DIRECTIONS →
**a.** Answer these questions from the iPad watch thread, marking each answer (i), (ii) or (iii):
(i) What storage size will Ottie's iPad have?
(ii) What is the name of the case Ottie bought?
(iii) Why didn't Lyndl get to go on watch?
**b.** Update the iPad watch thread, starting with "How exciting for" and going on through "How exciting!", with "birthday gift" replaced by "holiday present".

SOURCE DOCUMENT →
# iPad watch



## Ottie (Aug 31, 2009)

My iPad is supposed to be here on Friday the 23rd and I am really excited. I already have a case for it and I bought some microfiber cleaning cloths. I have been testing out my nephew 3G/Wifi iPad as I am typing on it right now his is a 32GB and mine will be a 16GB.


----------



## gadgetgirl003 (Mar 22, 2009)

Congrats!  the waiting is hard, but it is worth the wait. Your nephew is very sweet to let you play with his iPad while you wait for yours to arrive.  what kind of case did you get?


----------



## Ottie (Aug 31, 2009)

The case is called Zoogue Smart Case.


----------



## Lyndl (Apr 2, 2010)

How exciting for you.  I didn't get to go on watch because mine was a birthday gift and a total surprise!


----------



## hsuthard (Jan 6, 2010)

How exciting!


----------



## Betsy the Quilter (Oct 27, 2008)

Wohoo!

Betsy


----------



## Eeyore (Jul 16, 2009)

Congrats! Now you can spend all your money on itunes apps and goodies for your ipad!  

(Sorry, we are all bad enablers here...)

Best Wishes!


----------



## kindlemama (Jan 5, 2010)

You're going to love it!  Congrats!


----------

RECORD EXCERPTS →
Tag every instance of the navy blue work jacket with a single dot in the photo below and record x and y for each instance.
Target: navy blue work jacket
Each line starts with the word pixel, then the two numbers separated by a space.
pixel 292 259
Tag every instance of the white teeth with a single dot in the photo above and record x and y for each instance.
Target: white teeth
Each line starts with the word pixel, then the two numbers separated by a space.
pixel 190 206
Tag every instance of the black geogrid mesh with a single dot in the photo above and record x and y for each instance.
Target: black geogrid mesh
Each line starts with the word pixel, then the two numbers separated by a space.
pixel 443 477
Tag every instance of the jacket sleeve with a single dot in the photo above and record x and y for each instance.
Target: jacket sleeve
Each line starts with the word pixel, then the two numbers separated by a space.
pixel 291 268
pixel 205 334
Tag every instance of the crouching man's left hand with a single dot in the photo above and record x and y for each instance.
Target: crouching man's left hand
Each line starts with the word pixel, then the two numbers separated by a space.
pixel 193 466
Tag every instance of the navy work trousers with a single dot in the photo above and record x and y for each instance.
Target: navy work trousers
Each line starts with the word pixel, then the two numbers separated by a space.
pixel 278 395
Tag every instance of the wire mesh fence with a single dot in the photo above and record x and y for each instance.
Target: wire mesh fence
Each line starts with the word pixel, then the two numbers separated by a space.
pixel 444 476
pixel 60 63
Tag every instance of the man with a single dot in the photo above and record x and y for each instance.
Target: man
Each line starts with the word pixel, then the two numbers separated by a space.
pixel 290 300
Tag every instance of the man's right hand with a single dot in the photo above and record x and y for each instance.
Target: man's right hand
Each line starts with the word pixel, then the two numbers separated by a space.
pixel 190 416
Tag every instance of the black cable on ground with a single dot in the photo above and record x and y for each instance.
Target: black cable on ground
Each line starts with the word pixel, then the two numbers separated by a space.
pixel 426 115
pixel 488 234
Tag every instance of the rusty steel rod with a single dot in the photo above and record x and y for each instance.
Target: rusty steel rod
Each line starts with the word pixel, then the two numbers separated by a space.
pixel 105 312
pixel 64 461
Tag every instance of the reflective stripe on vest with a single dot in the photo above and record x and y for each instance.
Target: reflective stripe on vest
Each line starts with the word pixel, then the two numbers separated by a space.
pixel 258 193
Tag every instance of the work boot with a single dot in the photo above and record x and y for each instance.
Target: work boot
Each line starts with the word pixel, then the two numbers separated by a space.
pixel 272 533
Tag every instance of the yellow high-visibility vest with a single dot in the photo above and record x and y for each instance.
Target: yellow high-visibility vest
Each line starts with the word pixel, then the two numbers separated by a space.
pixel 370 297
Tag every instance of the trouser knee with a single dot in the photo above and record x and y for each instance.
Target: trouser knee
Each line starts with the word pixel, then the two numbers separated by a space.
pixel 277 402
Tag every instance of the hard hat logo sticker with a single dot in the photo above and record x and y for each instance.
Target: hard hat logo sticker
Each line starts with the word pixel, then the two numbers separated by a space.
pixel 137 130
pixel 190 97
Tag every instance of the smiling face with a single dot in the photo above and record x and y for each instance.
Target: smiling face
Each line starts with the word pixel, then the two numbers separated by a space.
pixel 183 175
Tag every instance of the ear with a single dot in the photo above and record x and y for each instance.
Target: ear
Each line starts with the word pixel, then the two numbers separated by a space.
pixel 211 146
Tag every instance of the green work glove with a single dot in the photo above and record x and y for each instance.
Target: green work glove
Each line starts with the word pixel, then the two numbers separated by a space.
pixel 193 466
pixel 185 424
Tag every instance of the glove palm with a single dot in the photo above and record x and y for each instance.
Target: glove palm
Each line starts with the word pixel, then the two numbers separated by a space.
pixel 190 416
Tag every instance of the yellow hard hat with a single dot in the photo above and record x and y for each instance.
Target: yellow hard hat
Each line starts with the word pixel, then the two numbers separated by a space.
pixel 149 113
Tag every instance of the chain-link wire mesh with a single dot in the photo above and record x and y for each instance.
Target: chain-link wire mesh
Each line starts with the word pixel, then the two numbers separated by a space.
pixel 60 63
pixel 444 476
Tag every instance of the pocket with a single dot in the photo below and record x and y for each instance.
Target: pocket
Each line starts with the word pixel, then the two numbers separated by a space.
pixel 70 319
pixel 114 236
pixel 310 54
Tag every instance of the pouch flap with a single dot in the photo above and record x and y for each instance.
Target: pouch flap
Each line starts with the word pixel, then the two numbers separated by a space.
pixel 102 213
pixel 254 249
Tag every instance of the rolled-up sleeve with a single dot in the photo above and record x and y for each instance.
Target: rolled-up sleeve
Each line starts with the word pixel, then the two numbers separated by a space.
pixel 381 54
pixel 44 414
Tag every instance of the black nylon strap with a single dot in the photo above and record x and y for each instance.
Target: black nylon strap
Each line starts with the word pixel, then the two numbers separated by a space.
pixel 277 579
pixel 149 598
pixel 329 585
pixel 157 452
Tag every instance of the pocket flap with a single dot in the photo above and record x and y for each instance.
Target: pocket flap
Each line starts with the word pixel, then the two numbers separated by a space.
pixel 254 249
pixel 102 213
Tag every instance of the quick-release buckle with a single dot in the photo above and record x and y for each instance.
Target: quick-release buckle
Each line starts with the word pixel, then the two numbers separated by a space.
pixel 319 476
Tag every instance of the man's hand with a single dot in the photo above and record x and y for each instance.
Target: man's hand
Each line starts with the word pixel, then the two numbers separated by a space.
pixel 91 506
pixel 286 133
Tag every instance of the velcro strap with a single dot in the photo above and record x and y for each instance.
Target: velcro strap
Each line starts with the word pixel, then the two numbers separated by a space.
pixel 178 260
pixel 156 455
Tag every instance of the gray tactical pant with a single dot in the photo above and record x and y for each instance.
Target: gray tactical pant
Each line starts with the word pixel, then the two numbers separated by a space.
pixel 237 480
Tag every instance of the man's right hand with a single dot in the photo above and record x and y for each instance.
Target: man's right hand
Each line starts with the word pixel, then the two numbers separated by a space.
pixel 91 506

OUTPUTS IN ORDER →
**a.**
(i) 16GB
(ii) Zoogue Smart Case
(iii) Lyndl's iPad was a birthday gift and a total surprise.

**b.**
How exciting for you.  I didn't get to go on watch because mine was a holiday present and a total surprise!


----------



## hsuthard (Jan 6, 2010)

How exciting!